» **What to work on**
Word for word, restate the lines from the one holding "Each instance of the green rubber" through the last line of the material below, and leave every picture out.

» **Provided data**
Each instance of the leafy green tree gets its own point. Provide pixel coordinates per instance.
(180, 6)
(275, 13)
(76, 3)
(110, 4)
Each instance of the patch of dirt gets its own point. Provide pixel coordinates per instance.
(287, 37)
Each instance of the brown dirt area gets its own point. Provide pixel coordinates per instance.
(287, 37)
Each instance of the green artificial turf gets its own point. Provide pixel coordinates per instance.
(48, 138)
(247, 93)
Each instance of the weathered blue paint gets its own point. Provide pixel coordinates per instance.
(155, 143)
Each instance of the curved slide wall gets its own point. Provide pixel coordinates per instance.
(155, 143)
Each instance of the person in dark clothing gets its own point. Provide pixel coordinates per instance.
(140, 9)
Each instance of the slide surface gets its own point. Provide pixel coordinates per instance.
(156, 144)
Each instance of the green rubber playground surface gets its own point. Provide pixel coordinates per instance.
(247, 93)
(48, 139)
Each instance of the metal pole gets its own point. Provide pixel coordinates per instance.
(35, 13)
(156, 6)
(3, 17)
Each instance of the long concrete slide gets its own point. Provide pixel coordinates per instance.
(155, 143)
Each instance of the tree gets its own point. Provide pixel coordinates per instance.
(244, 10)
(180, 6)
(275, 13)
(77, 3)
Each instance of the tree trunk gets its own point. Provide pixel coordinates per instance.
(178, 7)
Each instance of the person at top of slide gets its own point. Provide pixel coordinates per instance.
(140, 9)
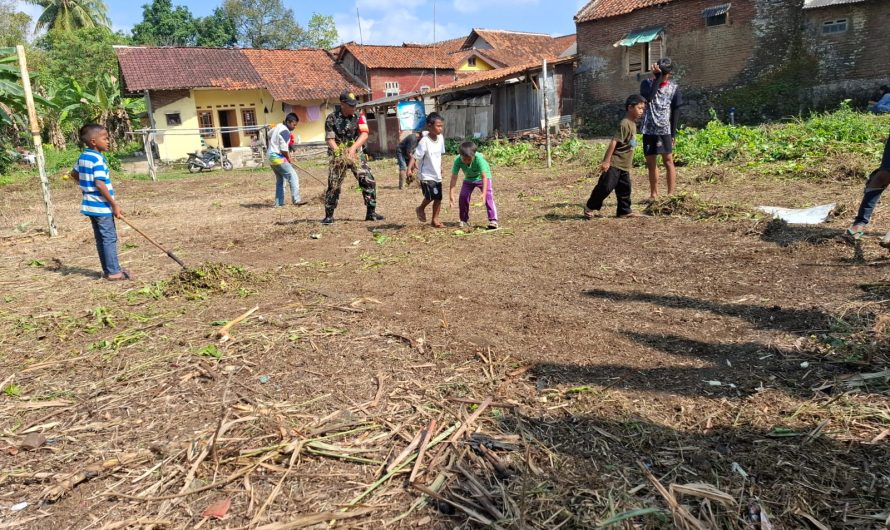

» **Answer space**
Each instance of the green rubber playground surface gets its own point. Provide pixel coordinates per instance.
(247, 93)
(48, 139)
Each instance of the metal pole gets its own point. Provide pixel coordinates per instance.
(35, 13)
(156, 6)
(3, 17)
Each instance of the long concrete slide gets its own point. Provide pixel coordinates per instance.
(155, 143)
Each instance of the tree gets its own point. Provide pixel coordinates per instance.
(244, 10)
(180, 6)
(275, 13)
(77, 3)
Each instance of the tree trunk gets its own point. Provide pixel coordinates per instance.
(178, 7)
Each instance of the person at top of slide gets its own point. Provide pixel coordinates per instance.
(140, 9)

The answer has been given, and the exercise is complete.